====== GIVEN TEXT ======

Reading Alexander P. Lamis’ “Southern Politics in the 1990s” (1999)

I had grand visions of writing about this book, this rather extensive narrative with shoots and tendrils running into every nook and cranny of Southern politics at the end of the twentieth century. And as I read . . . and read . . . and read, postponing this post within the Editor’s Reading List more than once, it became clear across four hundred pages of text that writing about Southern Politics in the 1990s was going to be difficult. So I’m taking the easy road, in part because I know that, if I were to write thousands of words, going chapter by chapter, most readers would not make it to the end anyway.

Looking back from the year 2024 at the substance of Alexander Lamis’ 1999 book, I feel like he had a strong grasp on what was happening, but there was no way that he could have foreseen the endgame: a South dominated by Republican majorities and super-majorities. In his Preface, Lamis calls the GOP’s 1995 victories an “amazing Republican advance.”  He also points out that, by 1998, Republicans held about two-thirds of the South’s major statewide offices, though Democrats were still holding on to a similar majority in Southern statehouses. Thus, the 1990s were among the middle years, the decade when the two-party South of the 1970s and 1980s was giving way. What would follow Lamis’ narrative, in the first decade of the twenty-first century? A seismic shift in Southern politics that culminated in the “red wave” of 2010 and a new one-party South ever since. This edited collection, published twenty-five years ago with the help of scholars and journalists from each Southern state, describes the varied scenarios and ties them all together with a historian’s introduction and conclusion. Reading the collection today, a modern reader can get a ground-level view of the machinations that moved the South from blue to red.

======

• **REQUEST 1**: List every specific four-digit year named in the piece on Southern Politics in the 1990s, in order of first appearance.
• **REQUEST 2**: Retype the piece on Southern Politics in the 1990s from "I had grand" up to and including "the end anyway.", keeping every word and mark unchanged.
The material that comes next is separate from the piece on Southern Politics in the 1990s.

====== DATA BELOW ======

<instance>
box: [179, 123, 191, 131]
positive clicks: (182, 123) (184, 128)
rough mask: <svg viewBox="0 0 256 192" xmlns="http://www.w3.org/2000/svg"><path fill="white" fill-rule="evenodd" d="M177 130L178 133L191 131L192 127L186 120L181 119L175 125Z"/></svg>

======

• **ANSWER SECTION 1**: 1999, 2024, 1995, 1998, 2010

• **ANSWER SECTION 2**:
I had grand visions of writing about this book, this rather extensive narrative with shoots and tendrils running into every nook and cranny of Southern politics at the end of the twentieth century. And as I read . . . and read . . . and read, postponing this post within the Editor’s Reading List more than once, it became clear across four hundred pages of text that writing about Southern Politics in the 1990s was going to be difficult. So I’m taking the easy road, in part because I know that, if I were to write thousands of words, going chapter by chapter, most readers would not make it to the end anyway.